=== Page extract ===
Giobbi's later works are autobiographical, with a "free, seemingly extemporaneous use of paint that contrasts with the deliberately plotted quality of the main compositions."

==Early life and World War II==
Edward Giobbi was born in Waterbury, Connecticut on July 18, 1926. He served in the U.S. Army, European Theatre, during World War II, participating in the final push through Nazi Germany, having been deployed in 1945 to reinforce American units after "The Battle of The Bulge" or "Operation: Watch on The Rhine".

==Education==
In his article, "Still Going Strong", New York Times, September 9, 2001, D. Dominick Lombardi wrote:

"After returning from the service in 1946, Giobbi worked in a foundry, earning enough money to begin his art education at Vesper George School of Art in Boston."

A visiting artist there, Henry Hensche, suggested that Giobbi spend the summer at Hensche's private art school in Provincetown, Mass.

"He taught the Impressionist style, which is when I learned color logic, whereby all colors fit as they do in nature," Giobbi said. "This enabled me to build a color vocabulary that I continue to use today."

After he finished school in Boston, Giobbi moved on to the Art Students League in Manhattan. "The League was fabulous in 1949," he said. "It was full of veterans who were no-nonsense. They had families, they experienced war, and there was no time for fussing around."

"Shortly afterwards, my mother suggested I visit Italy. I stayed for three years, learned to speak better Italian and studied fresco painting at the Academia di Belle Arte in Florence. I learned the old master techniques using dried pigments with rabbit skin glue. That is when I fell in love with the early fresco artists: Giotto, Masaccio, Piero della Francesca and Michelangelo. Those are the people that still nourish me through their art."

==Career==
Giobbi was the author of "Italian Family Cooking" (1971) and "Eat Right, Eat Well—The Italian Way" (1985). The second book was edited by noted cookbook editor Judith Jones and reflects Giobbi's back to nature lifestyle in imitation of his Italian ancestors who raised their own farm animals and grew their own vegetables and fruits. For "Pleasures of the Good Earth" (1991), Giobbi won a James Beard Foundation Award for culinary excellence in 1992. Giobbi collaborated with his daughter, Eugenia Giobbi Bone, for his most recent work, "Italian Family Dining: Recipes, Menus and Memories of Meals with a Great American Food Family" (2005)/ In 1990, he was elected into the National Academy of Design as an Associate member, and became a full Academician in 1992.

=== Extracted entries ===
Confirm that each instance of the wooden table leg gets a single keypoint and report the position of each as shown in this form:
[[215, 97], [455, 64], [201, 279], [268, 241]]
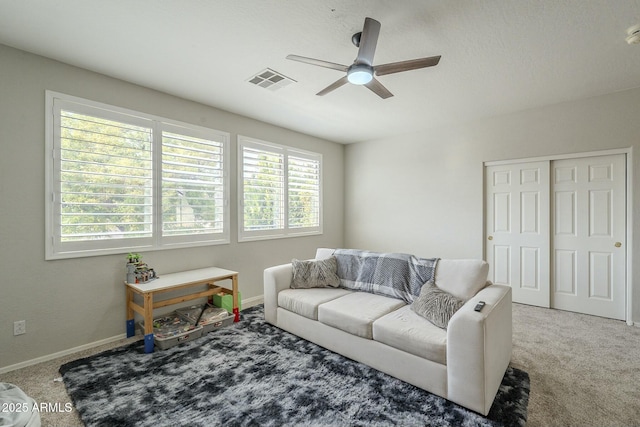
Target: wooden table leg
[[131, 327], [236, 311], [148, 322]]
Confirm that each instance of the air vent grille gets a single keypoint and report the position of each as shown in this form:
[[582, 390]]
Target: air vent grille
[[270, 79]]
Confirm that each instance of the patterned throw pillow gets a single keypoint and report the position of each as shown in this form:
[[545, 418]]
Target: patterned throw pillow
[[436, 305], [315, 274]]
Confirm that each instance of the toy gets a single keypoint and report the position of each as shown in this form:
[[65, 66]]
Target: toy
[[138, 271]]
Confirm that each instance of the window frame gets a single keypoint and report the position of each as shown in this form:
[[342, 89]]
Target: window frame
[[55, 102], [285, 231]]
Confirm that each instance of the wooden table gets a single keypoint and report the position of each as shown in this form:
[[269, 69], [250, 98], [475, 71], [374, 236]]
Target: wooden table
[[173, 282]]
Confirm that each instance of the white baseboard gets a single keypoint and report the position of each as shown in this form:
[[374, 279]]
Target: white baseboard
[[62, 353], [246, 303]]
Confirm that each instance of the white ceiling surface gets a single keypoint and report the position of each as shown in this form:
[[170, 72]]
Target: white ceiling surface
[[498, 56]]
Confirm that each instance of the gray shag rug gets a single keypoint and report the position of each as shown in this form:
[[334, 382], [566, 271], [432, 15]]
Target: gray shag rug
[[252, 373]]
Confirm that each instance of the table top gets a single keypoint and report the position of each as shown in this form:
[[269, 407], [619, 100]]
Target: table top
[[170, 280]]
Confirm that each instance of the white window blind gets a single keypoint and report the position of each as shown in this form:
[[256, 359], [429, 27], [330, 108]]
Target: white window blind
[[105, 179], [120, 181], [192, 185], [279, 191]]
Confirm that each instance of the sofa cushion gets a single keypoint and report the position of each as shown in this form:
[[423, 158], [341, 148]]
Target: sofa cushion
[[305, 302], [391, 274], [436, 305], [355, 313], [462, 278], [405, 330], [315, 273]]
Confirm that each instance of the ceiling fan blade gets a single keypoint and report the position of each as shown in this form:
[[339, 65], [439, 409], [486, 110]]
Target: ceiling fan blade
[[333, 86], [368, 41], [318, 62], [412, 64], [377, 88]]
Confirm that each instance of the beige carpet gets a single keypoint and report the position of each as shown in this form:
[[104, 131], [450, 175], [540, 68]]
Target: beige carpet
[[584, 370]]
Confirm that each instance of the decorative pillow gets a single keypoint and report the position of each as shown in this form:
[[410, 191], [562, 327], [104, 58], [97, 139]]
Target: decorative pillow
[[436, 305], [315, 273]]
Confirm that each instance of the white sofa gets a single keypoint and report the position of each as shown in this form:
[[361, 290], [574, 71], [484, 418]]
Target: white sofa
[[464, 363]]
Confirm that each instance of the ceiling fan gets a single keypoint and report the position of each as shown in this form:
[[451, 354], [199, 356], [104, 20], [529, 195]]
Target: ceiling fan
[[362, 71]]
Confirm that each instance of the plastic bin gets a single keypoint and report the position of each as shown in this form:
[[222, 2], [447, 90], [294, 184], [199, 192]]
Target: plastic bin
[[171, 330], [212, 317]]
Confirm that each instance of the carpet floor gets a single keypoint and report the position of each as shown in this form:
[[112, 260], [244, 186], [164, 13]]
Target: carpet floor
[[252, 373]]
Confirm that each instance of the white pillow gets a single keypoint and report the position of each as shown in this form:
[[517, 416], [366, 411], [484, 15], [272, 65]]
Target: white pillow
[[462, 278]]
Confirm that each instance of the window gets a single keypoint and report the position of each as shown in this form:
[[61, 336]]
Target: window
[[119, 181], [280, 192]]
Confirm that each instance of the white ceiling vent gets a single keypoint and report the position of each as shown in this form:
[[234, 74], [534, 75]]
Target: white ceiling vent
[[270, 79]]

=== Instructions ===
1 – In the passage about Edward Giobbi, which award did he win in 1992 for "Pleasures of the Good Earth"?
2 – Carry the passage about Edward Giobbi forward from its final sentence.

=== Task results ===
1 – A James Beard Foundation Award for culinary excellence.

2 –
His oral history interview, recorded by Paul Cummings in November and December 1977, is archived at the Smithsonian Institution Archives of American Art.

See also "An Artist Round When All Was Square", review of a Katonah Gallery show, New York Times, July 2, 1976.

Giobbi's work is held in the permanent collection of the Whitney Museum of American Art, the National Gallery of Art, Australia, the Tate Museum, London, the Art Institute of Chicago, among other institutions.

==Personal life and death==
In speaking of his return to New York City in 1954, he said: "I had a special grant from the Art Students League, affording me time and space in the sculpture studio. I met my wife, Elinor Turner, there. In 1958, we decided to return to Europe. We got married in Switzerland."

Returning to the Northeast in 1961, the Giobbis stayed in a friend's home in Greenwich, searching the tristate area for a home before settling in Katonah.

"I found Munch, Cézanne, Matisse, Picasso and Giacometti to be artists that nourished me," he said, recalling influences on his work at that time. "In those days, Abstract Expressionism was in full swing. I liked the excitement and the abandonment of their technique to a degree, but I do not believe in anarchy. If you look at the growth of masses of various vegetation that grows naturally in the woods, you see extreme anarchy. However, if you really study this vegetation, there is order there. That is how I see painting. The Abstract Expressionists lacked order."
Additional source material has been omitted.